*ТЕКСТ ДЛЯ ЧТЕНИЯ*
----------
Леонид Нехорошев. Сейчас я вижу, что проведена очень большая работа по сравнению с предыдущим вариантом монтажа. Что же все еще не доведено до конца? Есть сложность фильма, идущая от глубины содержания. Это одно. Но есть сложность, возникающая просто от недодуманности, недовыстроенности эпизодов или их соединений, как, например, в сцене с испанцами. Мне кажется, что текст Леонардо да Винчи, читаемый Смоктуновским, и эпизод с самим Тарковским в финале суживают мысль, формулируя ее, хотя на протяжении всего фильма автор давал своим зрителям возможность свободно додумывать смысл. И это не идет на пользу картине.
Владимир Наумов. У меня есть ряд вопросов, хотя представленная сейчас картина бесспорно лучше того, что мы видели раньше. Я принимаю условия игры, которые заявляет сам автор. Я готов внимать эпизодам, скрепленным чисто эмоциональными связями. Но все равно остаются неясности. Мне часто было непонятно, где совершается переход от снов к яви, от настоящего в прошлое. Вся эта путаница мешает понять эмоциональную мысль автора. Картина грешит некоторым однообразием ритмов, событий, эмоциональных состояний. Не понимаю, Андрей, зачем ты выбросил хронику с надувными шарами. Это ослабляет картину и суживает ее мир. Иногда мне мешала излишняя многозначительность. Мне не нравятся сны с колышущимися занавесками, весь этот сказочный мир сказочных вещей. В новелле с военруком мне кажется, что всепоглощающим желанием всех мальчишек во время войны было взять патрон в руки. И я не могу перенести этот крупный план с пульсирующим мозгом. Мне не нравятся постельные сцены. И я согласен насчет испанцев: они не получатся, и нечего морочить себе голову!
----------
*ИСХОДНЫЕ ДАННЫЕ*

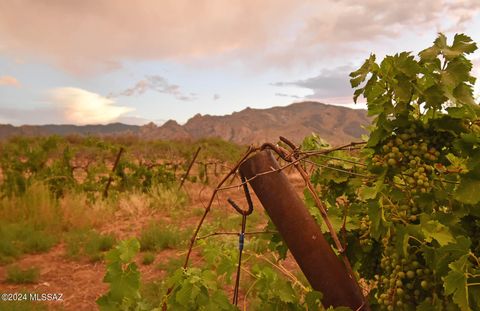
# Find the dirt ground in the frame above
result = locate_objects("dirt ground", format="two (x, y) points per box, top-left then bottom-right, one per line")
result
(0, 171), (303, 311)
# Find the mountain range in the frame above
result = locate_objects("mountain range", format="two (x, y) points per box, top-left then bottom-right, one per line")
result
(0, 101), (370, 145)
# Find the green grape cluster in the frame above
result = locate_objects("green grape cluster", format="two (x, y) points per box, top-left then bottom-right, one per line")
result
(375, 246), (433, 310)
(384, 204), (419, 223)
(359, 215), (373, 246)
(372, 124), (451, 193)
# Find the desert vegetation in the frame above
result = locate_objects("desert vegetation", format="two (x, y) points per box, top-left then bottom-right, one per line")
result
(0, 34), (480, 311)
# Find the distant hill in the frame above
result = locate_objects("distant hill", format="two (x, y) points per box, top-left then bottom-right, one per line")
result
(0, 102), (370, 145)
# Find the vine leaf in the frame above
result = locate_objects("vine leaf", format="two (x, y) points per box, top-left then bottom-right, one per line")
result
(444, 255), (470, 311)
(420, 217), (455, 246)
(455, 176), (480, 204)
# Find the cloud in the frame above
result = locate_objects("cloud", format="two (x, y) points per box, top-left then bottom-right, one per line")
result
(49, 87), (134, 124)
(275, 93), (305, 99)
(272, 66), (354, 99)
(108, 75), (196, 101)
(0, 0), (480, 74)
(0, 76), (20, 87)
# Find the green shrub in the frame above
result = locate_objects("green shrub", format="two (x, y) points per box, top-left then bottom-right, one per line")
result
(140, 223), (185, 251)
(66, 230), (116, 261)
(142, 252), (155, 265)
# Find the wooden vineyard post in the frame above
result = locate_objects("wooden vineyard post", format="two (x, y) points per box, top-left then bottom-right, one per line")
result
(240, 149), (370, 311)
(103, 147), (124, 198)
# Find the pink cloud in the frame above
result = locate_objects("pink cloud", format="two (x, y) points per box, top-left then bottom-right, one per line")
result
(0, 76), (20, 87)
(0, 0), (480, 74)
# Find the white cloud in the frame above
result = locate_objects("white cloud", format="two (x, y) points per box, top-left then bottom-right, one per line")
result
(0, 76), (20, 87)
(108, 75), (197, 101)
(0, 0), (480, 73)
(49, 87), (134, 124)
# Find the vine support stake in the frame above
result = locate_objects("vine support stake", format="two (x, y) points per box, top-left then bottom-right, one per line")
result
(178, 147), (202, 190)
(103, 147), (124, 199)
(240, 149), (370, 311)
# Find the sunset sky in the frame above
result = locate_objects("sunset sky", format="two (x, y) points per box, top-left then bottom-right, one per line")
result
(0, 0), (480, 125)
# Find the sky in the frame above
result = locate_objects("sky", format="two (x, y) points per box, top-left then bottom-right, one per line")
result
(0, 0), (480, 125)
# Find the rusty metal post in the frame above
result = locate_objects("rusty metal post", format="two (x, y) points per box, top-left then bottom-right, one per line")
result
----------
*СПИСОК ЗАДАНИЙ*
• A. Что, по словам Владимира Наумова в обсуждении фильма, Андрей выбросил из картины?
• B. Приведите продолжение обсуждения фильма, начиная сразу после его последнего предложения.

*ОТВЕТЫ ПО ПУНКТАМ*
• A. Хронику с надувными шарами.

• B.
Герман Кремлев. Мне картина нравится с самого начала, и мне она ясна тоже с самого начала. Картина очень эмоциональная. Мне все понятно, я даже понял, кого и что изображает Огородникова, хотя это мне ничего не прибавило. Философия этого фильма в том, что у нас есть долги перед нашими близкими, как сказал поэт, «что прошло, то будет мило». Пролог вырезать не надо – он говорит о раскрепощении духа. Я считаю, что то, что мы видели, – уже готовая картина, которой не хватает только шумов и музыки. Очень понравился мне и новый финал. Вот и разрушена легенда об «упрямом» и «ничего не слушающем» Тарковском! Сегодня мы видели, что это не так. Кроме того, картина эта совершенно правильная в своем идейном звучании.
Тонателье. Сегодня и завтра последние дни перезаписи, и завтра же вечером просмотр. Перезаписываются: кусок у кровати спящего ребенка в доме врача Лебедева, сцена с петухом и «утешение».
Андрей говорит звукооператору Саше:
«Здесь важно, чтобы прослушивалось какое-то стрекотание кузнечика, иначе отсутствует конкретность. И, ребята, будьте осторожны, а то вы меня пугаете, но мне не страшно. Состояние должно быть, а не литература».
Последние две фразы Андрей говорит на микшер, когда на изображение спящего ребенка вводится хор и звук грома. Потом обращается к композитору Артемьеву: «Такое зависшее тревожное состояние – оно вообще свойственно нашей картине, ты заметил?»